What is being asked:
All of the data must be printed exactly; please include every line.
------ Listed entries
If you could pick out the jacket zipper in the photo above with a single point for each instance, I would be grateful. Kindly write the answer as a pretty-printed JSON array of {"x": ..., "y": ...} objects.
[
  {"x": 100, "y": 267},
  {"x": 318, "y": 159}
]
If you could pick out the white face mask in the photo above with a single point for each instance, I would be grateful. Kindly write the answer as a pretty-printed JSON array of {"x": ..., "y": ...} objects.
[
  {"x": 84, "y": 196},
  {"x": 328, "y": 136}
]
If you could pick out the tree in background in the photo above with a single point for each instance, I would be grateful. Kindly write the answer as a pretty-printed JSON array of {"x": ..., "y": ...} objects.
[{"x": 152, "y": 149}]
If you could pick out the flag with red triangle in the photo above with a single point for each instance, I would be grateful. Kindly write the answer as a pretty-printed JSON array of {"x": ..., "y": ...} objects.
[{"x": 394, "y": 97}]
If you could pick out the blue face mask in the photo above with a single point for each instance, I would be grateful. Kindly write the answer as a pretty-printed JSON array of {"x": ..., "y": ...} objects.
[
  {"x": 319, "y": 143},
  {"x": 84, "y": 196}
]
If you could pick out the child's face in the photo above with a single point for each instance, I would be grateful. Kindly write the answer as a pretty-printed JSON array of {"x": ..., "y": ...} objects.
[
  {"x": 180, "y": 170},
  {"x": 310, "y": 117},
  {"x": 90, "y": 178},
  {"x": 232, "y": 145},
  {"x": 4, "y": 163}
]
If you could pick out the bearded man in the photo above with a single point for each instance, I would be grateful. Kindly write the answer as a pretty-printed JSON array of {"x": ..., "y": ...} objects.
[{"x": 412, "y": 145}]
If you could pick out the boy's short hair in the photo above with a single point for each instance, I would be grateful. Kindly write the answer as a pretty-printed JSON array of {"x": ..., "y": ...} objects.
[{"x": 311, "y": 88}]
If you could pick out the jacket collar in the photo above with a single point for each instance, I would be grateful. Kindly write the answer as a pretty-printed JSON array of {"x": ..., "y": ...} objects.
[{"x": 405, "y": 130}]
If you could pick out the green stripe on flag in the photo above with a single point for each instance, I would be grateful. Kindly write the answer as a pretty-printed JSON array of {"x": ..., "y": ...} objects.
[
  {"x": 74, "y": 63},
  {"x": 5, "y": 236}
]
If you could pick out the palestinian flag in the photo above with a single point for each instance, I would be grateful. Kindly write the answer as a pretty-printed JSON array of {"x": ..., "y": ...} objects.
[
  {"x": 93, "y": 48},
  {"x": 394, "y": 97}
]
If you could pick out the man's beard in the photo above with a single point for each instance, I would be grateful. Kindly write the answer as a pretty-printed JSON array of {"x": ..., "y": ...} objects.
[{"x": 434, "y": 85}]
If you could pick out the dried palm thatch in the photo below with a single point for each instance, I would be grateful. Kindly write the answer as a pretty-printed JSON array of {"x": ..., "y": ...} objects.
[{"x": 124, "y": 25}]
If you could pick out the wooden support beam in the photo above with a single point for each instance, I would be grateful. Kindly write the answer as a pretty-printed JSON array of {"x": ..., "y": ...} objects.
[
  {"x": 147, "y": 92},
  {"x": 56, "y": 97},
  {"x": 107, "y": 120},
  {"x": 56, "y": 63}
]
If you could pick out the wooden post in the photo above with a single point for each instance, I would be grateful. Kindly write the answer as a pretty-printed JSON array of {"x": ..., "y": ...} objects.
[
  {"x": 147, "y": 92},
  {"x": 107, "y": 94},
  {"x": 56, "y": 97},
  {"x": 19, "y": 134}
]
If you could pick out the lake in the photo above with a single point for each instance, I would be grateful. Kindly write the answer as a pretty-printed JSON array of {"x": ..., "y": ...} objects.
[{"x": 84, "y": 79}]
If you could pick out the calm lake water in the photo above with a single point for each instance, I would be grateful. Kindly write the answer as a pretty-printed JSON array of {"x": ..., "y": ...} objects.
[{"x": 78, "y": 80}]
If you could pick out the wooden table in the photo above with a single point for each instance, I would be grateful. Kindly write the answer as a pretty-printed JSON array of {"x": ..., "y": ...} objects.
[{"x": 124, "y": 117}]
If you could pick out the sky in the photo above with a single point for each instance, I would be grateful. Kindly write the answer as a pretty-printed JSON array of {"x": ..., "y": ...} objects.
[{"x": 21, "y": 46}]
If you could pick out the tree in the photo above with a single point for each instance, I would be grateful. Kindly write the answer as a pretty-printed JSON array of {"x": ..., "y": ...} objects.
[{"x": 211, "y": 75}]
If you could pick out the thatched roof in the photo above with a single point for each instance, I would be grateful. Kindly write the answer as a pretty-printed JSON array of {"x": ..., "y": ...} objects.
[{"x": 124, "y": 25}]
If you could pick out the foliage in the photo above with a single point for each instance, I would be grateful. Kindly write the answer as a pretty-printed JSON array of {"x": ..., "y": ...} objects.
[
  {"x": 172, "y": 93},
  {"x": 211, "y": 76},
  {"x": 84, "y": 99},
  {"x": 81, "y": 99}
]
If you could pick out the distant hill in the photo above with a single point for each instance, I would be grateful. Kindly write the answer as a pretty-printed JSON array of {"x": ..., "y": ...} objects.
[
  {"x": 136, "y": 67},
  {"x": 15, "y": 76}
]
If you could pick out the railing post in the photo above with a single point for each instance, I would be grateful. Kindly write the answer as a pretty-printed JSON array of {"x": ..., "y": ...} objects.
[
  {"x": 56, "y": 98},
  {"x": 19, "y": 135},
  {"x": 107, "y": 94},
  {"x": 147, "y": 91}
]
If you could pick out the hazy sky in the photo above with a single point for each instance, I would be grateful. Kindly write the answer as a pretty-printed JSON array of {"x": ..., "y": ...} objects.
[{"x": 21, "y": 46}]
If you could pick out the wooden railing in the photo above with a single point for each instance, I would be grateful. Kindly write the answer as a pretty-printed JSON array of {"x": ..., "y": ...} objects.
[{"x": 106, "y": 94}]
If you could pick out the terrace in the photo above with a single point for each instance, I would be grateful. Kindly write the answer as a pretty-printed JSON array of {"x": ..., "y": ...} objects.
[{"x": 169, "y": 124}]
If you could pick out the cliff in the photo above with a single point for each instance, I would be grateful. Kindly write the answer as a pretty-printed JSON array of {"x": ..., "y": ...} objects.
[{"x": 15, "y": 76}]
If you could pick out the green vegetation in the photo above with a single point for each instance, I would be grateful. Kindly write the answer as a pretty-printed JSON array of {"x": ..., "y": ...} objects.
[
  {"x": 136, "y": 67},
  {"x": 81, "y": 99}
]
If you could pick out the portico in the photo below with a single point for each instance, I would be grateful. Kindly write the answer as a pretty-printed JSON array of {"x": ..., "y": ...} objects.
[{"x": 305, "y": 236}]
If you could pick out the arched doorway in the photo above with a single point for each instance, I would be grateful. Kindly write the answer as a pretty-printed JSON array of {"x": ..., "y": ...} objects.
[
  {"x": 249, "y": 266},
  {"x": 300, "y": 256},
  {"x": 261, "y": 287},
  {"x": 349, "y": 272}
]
------------
Problem solution:
If you could pick out the jacket zipper in the photo above with a single point for each instance, I would be grateful. Kindly write the answer as a pretty-printed JSON array of {"x": ..., "y": ...} objects.
[
  {"x": 100, "y": 267},
  {"x": 318, "y": 159}
]
If you could pick out the white face mask in the photo above with a single point for each instance, I would be grateful. Kindly write the answer as a pretty-printed JSON array of {"x": ..., "y": ...} objects.
[
  {"x": 84, "y": 196},
  {"x": 328, "y": 136}
]
If you could pick out the tree in background in the photo above with a single point for each instance, I would be grateful. Kindly write the answer as a pretty-printed JSON array of {"x": ..., "y": ...} objects.
[{"x": 152, "y": 149}]
If you could pick out the flag with red triangle in the photo above with a single point for each instance, I would be grateful. Kindly write the answer as a pretty-printed JSON array of {"x": ..., "y": ...} objects.
[{"x": 394, "y": 97}]
If you could pick out the blue face mask in the photo above with a single point for each instance, I would be grateful. Kindly write the answer as a pretty-printed JSON array of {"x": ..., "y": ...} objects.
[
  {"x": 319, "y": 143},
  {"x": 84, "y": 196}
]
If you could pick out the child's face in the photo above with a single point for each instance, I would be grateful. Kindly write the answer as a pretty-printed JSON array of {"x": ..., "y": ...} objects.
[
  {"x": 180, "y": 170},
  {"x": 310, "y": 117},
  {"x": 90, "y": 178},
  {"x": 232, "y": 145},
  {"x": 4, "y": 163}
]
If you could pick out the bearded man in the photo above with a single point for each instance, I would be grateful. Kindly write the answer as a pretty-printed JSON array of {"x": ..., "y": ...} objects.
[{"x": 412, "y": 145}]
If you could pick out the boy's short hair in the photo above with a single point for each instance, I would be grateful. Kindly write the answer as a pretty-printed JSON array of {"x": ..., "y": ...} objects.
[{"x": 311, "y": 88}]
If you could pick out the jacket collar in the photo above with a single point for each instance, I would be grateful. Kindly write the answer as a pretty-printed JSON array of {"x": ..., "y": ...} objects.
[{"x": 405, "y": 130}]
If you could pick out the green stripe on flag in the photo above with a single point for each instance, I would be grateful. Kindly write the answer as a pretty-printed JSON array of {"x": ..., "y": ...} objects.
[
  {"x": 74, "y": 63},
  {"x": 5, "y": 236}
]
If you could pick out the palestinian flag in the photo above with a single point for each instance, I would be grateful. Kindly write the answer as a pretty-printed JSON array of {"x": ..., "y": ...} objects.
[
  {"x": 93, "y": 48},
  {"x": 394, "y": 97}
]
If you could pick out the man's beard in the photo above with a single point for each instance, I would be grateful. Kindly write the answer as a pretty-printed JSON array of {"x": ..., "y": ...} objects.
[{"x": 434, "y": 85}]
If you could pick out the dried palm thatch in the photo below with a single point for each instance, I would be grateful. Kindly write the answer as a pretty-printed JSON array of {"x": ..., "y": ...} objects.
[{"x": 124, "y": 25}]
If you could pick out the wooden support beam in the photo above with a single point for each instance, I would be grateful. Kindly write the answer as a pretty-printed JSON array of {"x": ..., "y": ...} objects.
[
  {"x": 147, "y": 92},
  {"x": 56, "y": 97},
  {"x": 107, "y": 120},
  {"x": 56, "y": 63}
]
If you could pick out the wooden post in the photo above with a single point for each instance, I would be grateful. Kindly write the answer as a pretty-printed JSON array of {"x": ..., "y": ...} objects.
[
  {"x": 147, "y": 92},
  {"x": 107, "y": 94},
  {"x": 56, "y": 97},
  {"x": 19, "y": 134}
]
If you could pick out the lake in the photo above with a single point for each instance, I would be grateful. Kindly write the answer as a pretty-printed JSON array of {"x": ..., "y": ...} objects.
[{"x": 84, "y": 79}]
If you could pick out the calm lake water in the photo above with a single point for each instance, I would be grateful. Kindly write the answer as a pretty-printed JSON array of {"x": ..., "y": ...} objects.
[{"x": 78, "y": 80}]
If you could pick out the wooden table in the photo above with a single point for each instance, I would be grateful. Kindly write the answer as a pretty-printed JSON array of {"x": ..., "y": ...} objects.
[{"x": 124, "y": 117}]
If you could pick out the sky in the photo above with a single point for each instance, I would be grateful. Kindly write the answer as a pretty-printed JSON array of {"x": ..., "y": ...} objects.
[{"x": 21, "y": 46}]
If you could pick out the tree in the photo above with a single point for each instance, I would be grateful. Kindly write the answer as a pretty-printed JSON array of {"x": ..., "y": ...} objects.
[{"x": 211, "y": 75}]
If you could pick out the thatched roof in the photo above with a single point for each instance, I would be grateful. Kindly write the answer as a pretty-printed JSON array of {"x": ..., "y": ...} objects.
[{"x": 124, "y": 25}]
If you could pick out the foliage in the photo above with a single point for each instance, I would be grateful. Kindly write the answer as a pretty-printed JSON array of {"x": ..., "y": ...} objects.
[
  {"x": 172, "y": 93},
  {"x": 211, "y": 76},
  {"x": 84, "y": 99},
  {"x": 81, "y": 99}
]
If you could pick out the distant hill in the photo above with a single point for each instance, I would be grateful. Kindly write the answer as a pretty-printed JSON array of {"x": ..., "y": ...} objects.
[
  {"x": 136, "y": 67},
  {"x": 15, "y": 76}
]
If you could pick out the railing post in the photo above with a single point for each instance, I would be grateful. Kindly write the answer as a pretty-printed JSON array of {"x": ..., "y": ...} objects.
[
  {"x": 56, "y": 98},
  {"x": 19, "y": 135},
  {"x": 107, "y": 94},
  {"x": 147, "y": 91}
]
If you could pick out the hazy sky in the photo above with a single point for each instance, I would be grateful. Kindly write the answer as a pretty-printed JSON array of {"x": ..., "y": ...} objects.
[{"x": 21, "y": 46}]
If you could pick out the wooden railing in the photo above with a single point for each instance, I would be grateful. Kindly write the answer as a pretty-printed JSON array of {"x": ..., "y": ...} objects.
[{"x": 106, "y": 94}]
If you could pick out the terrace in the photo above with a single point for each instance, I would be grateful. Kindly write the answer as a pretty-printed JSON array of {"x": ..., "y": ...} objects.
[{"x": 169, "y": 124}]
If you could pick out the cliff in the photo above with a single point for each instance, I would be grateful. Kindly write the answer as a pretty-printed JSON array of {"x": ..., "y": ...} objects.
[{"x": 15, "y": 76}]
If you could pick out the green vegetation in the photo above with a single point for each instance, I would be grateful. Kindly write the answer as a pretty-printed JSON array of {"x": ..., "y": ...} objects.
[
  {"x": 136, "y": 67},
  {"x": 81, "y": 99}
]
If you could pick out the portico in the photo below with a single point for each instance, I would be grateful. Kindly write the answer as a pretty-printed JSON array of {"x": ..., "y": ...} objects.
[{"x": 305, "y": 236}]
If you could pick out the arched doorway in the photo above with a single point for each instance, I would be grateful. Kindly write the answer as a pretty-printed JSON array of {"x": ..., "y": ...} objects.
[
  {"x": 249, "y": 266},
  {"x": 300, "y": 256},
  {"x": 261, "y": 287},
  {"x": 349, "y": 272}
]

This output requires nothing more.